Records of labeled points
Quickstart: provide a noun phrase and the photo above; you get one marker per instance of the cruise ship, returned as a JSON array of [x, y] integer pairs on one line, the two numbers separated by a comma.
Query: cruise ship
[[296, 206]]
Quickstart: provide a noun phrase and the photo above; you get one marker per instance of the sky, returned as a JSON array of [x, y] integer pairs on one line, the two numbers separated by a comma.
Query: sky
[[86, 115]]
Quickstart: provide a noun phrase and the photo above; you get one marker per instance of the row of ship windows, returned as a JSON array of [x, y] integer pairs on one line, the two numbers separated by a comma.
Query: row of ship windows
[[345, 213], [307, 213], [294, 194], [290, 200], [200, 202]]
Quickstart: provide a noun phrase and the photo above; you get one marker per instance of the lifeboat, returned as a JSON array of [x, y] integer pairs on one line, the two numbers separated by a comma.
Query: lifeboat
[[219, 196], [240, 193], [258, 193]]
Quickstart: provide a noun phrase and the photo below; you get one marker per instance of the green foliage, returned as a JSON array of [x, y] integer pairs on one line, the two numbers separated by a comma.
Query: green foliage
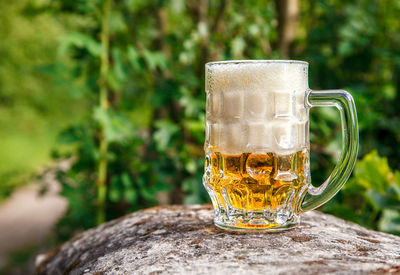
[[372, 196], [35, 94]]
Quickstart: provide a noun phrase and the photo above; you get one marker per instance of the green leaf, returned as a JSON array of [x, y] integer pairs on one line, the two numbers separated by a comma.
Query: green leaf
[[134, 58], [81, 41], [390, 221], [155, 60], [117, 128], [165, 131]]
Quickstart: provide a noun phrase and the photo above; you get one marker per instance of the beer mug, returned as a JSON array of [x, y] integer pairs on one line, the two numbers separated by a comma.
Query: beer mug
[[257, 150]]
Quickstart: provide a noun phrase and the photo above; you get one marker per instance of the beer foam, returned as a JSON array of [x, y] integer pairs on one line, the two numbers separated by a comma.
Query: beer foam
[[255, 106]]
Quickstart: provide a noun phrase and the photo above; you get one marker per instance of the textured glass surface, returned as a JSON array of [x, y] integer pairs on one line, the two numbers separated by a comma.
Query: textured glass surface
[[257, 145]]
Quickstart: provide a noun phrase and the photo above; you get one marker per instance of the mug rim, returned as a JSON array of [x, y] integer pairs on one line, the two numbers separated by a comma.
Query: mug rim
[[249, 61]]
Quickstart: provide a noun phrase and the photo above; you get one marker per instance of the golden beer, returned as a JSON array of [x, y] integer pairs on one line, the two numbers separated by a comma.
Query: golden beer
[[257, 167], [257, 182]]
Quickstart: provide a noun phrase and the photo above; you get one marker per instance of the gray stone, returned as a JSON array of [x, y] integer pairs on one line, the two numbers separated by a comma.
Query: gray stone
[[183, 240]]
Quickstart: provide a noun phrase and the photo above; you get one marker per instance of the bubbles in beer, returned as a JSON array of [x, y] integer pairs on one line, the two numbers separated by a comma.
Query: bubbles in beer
[[256, 106]]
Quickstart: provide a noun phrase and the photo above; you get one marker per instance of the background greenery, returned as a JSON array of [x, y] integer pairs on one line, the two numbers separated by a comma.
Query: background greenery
[[118, 87]]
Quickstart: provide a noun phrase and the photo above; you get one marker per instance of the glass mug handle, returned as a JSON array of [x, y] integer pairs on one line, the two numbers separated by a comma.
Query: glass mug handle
[[344, 102]]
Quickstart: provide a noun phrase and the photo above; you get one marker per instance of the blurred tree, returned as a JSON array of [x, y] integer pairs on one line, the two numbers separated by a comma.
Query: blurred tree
[[35, 99]]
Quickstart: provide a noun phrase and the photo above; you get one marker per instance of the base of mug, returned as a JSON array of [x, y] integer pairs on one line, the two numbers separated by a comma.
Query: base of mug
[[257, 229], [256, 221], [267, 228]]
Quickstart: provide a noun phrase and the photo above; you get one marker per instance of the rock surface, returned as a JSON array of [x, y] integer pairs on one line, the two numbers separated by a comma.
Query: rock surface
[[183, 240]]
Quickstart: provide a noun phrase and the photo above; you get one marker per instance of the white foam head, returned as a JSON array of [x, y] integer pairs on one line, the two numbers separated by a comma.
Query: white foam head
[[256, 106]]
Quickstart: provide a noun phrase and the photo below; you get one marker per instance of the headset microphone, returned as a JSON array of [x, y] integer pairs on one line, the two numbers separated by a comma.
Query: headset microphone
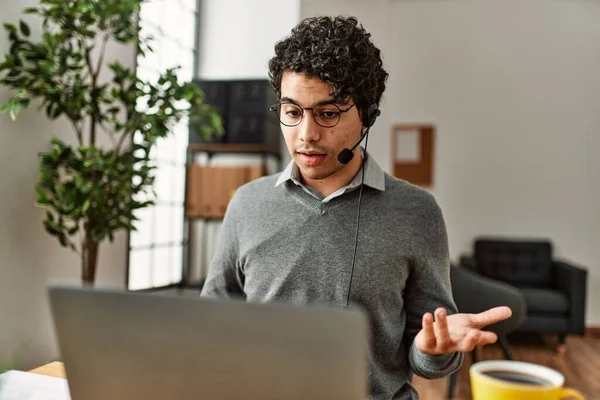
[[346, 155]]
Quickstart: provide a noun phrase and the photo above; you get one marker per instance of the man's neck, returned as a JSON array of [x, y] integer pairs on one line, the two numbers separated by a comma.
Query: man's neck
[[338, 180]]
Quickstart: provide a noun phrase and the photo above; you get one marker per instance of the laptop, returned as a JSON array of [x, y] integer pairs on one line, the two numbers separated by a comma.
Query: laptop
[[123, 345]]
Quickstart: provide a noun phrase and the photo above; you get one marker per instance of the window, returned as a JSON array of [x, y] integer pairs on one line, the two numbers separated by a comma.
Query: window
[[156, 249]]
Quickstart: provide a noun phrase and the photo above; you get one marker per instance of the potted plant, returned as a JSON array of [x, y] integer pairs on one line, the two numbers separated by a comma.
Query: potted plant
[[90, 191]]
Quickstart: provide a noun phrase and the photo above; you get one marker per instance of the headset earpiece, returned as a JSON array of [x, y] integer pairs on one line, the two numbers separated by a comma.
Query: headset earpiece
[[371, 115]]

> **Exercise requirements**
Arrange all of the records above as a two-column CSV with the columns "request" and "points". Give one row per record, with the request text and its answer each in a single quoted field and line breaks replaced by spaces, and leave the pictures out.

> **Solution below**
request,points
"Quickstart: provide a noun phrase and the photo above; you get one marker per instance of the cruise ship, returned as a JSON array of [x, y] integer pairs on one line, the two numbers separated by a comma. Query: cruise ship","[[296, 206]]"
"Quickstart: provide a noun phrase and the photo above; you get one marker per instance of the sky, returned as a JSON array of [x, y] integer pairs on one line, the two numbers separated by a comma. Query: sky","[[86, 115]]"
"Quickstart: provide a noun phrase and the photo above; you get one marker per instance of the row of ship windows, returned as a JSON array of [x, y] integer pairs on one line, the two numbers separated by a comma. Query: row of ship windows","[[345, 213], [307, 213], [294, 194], [290, 200], [200, 202]]"
"Quickstart: provide a noun phrase and the photo above; you get one marker per instance of the lifeboat, returned as a JSON array of [x, y] integer pairs on one line, the two numbers separated by a comma. Query: lifeboat","[[219, 196], [240, 193], [258, 193]]"
"Quickstart: provide a noun phrase and the photo below; you get one marker per instance of the green foliage, returned as a JSON array of [x, y] integer pairs on one line, the two numbers separated by a comma. Query: green foliage","[[372, 196], [35, 94]]"
"Quickstart: provide a noun phrase and the photo above; you get one marker per instance of the green leaf, returned as a JSON array of [x, y] integer pairs on one line, the two numbers separated by a comma. Query: green leaf","[[134, 58], [81, 41], [390, 221], [155, 60], [117, 128], [165, 131]]"
"Quickstart: provide a noun phrase and the photo above; you get one marker per instance of the beer mug, returned as a JSON array of [x, y] integer pairs on one line, the two numbers separated by a comma. Query: beer mug","[[257, 150]]"
"Quickstart: provide a noun phrase and the photo above; you get one marker per instance of the beer foam, returned as a JSON array of [x, y] integer pairs on one line, the two numbers separated by a comma. Query: beer foam","[[255, 106]]"
"Quickstart: provide a noun phrase and the photo above; you get one marker per instance of the textured glass surface, returned as a JSON array of [x, y] integer pairs on one line, the two numbers separated by a comma. Query: textured glass surface","[[257, 145]]"
"Quickstart: provide a noun phrase and the photo above; you get one marker per instance of the mug rim, returned as a JSON array of [x, y] integer pairs on one line, the two numbers separated by a comma. Query: mug rim","[[249, 61]]"
"Quickstart: provide a noun phrase and the photo above; you get one marker per instance of the golden beer, returned as a JSON array of [x, y] integer pairs on one line, the two numbers separated by a comma. Query: golden beer","[[257, 167], [257, 182]]"
"Quickstart: provide a noun phrase and the photo above; you get one marker per instance of the gray stone, returned as a JSON array of [x, y] integer pairs on one line, the two numbers separated by a comma. Query: gray stone","[[183, 240]]"
"Quickstart: provide a noun phrase and the photo above; you get one marker per instance of the bubbles in beer, returned as a JSON array of [x, y] integer pairs on one line, the two numbers separated by a comma. Query: bubbles in beer","[[256, 106]]"
"Quickstart: provide a noun phrase and the photo above; you get one marker per instance of the background greenery, returned as a JSON array of [x, y] integer pairs on one line, the two numbers separated by a comma. Query: background greenery","[[118, 87]]"
"Quickstart: provide a noun phrase and the photo above; you get one marker per instance of the glass mug handle, returned as a JSON array of [x, y] integer pairs on one line, the two numbers separated by a comma. Query: glass mug handle","[[344, 102]]"
"Quickstart: provide a noun phrase and the photo above; you get one marker per instance of the blurred tree, returned as a JSON array of [x, y] integer pairs on one line, the two numbers separated by a comma. Query: blurred tree","[[35, 99]]"
"Quickstart: provide a noun phrase and the photo above; you get one marker per instance of the base of mug, returned as a JSON array of [x, y] integer pairs on one line, the two numbers separated by a comma. Query: base of mug","[[257, 229], [256, 221], [267, 228]]"
"Quickstart: provide a noun phrase and the photo above; you get one marker per instance of the rock surface, returned as a JSON array of [x, y] integer pairs on one line, the two numbers separated by a comma. Query: rock surface","[[183, 240]]"
"Quickstart: provide a noun phrase and the photo above; you get one marker per instance of the white foam head, returned as a JSON array of [x, y] integer pairs on one line, the two numbers separated by a comma. Query: white foam head","[[256, 106]]"
"Quickstart: provide a noun phrase and the photo below; you get one marker per instance of the headset microphone, returned as a JSON array of [x, y] integer pairs on one line, the two numbers separated by a comma. Query: headset microphone","[[346, 155]]"
"Quickstart: provide a noun phrase and the photo above; you get one marker per instance of the man's neck, returned as a JSON array of [x, y] integer pairs on one line, the two numbers separated by a comma. Query: man's neck","[[338, 180]]"
"Quickstart: provide a noun phrase and the photo above; you get one marker per instance of the laptop, returned as a JSON array of [x, y] integer pairs on one line, the two numbers separated by a comma. Query: laptop","[[123, 345]]"
"Quickstart: provide a noun phrase and the photo above; you get one marker per instance of the window, returned as a JSON array of [x, y] integer pairs on one line, the two numbers separated by a comma. Query: window","[[156, 249]]"
"Quickstart: provide a noun phrase and the photo above; you get one marker per instance of the potted plant, returned as a JSON array of [x, y] integer pairs on one line, the two numbers separated by a comma. Query: potted plant","[[90, 191]]"
"Quickstart: provide a noun phrase and the photo above; you get one marker per instance of the headset earpiece, returned as a JSON array of [x, y] integer pairs on one line, the two numbers separated by a comma. Query: headset earpiece","[[371, 115]]"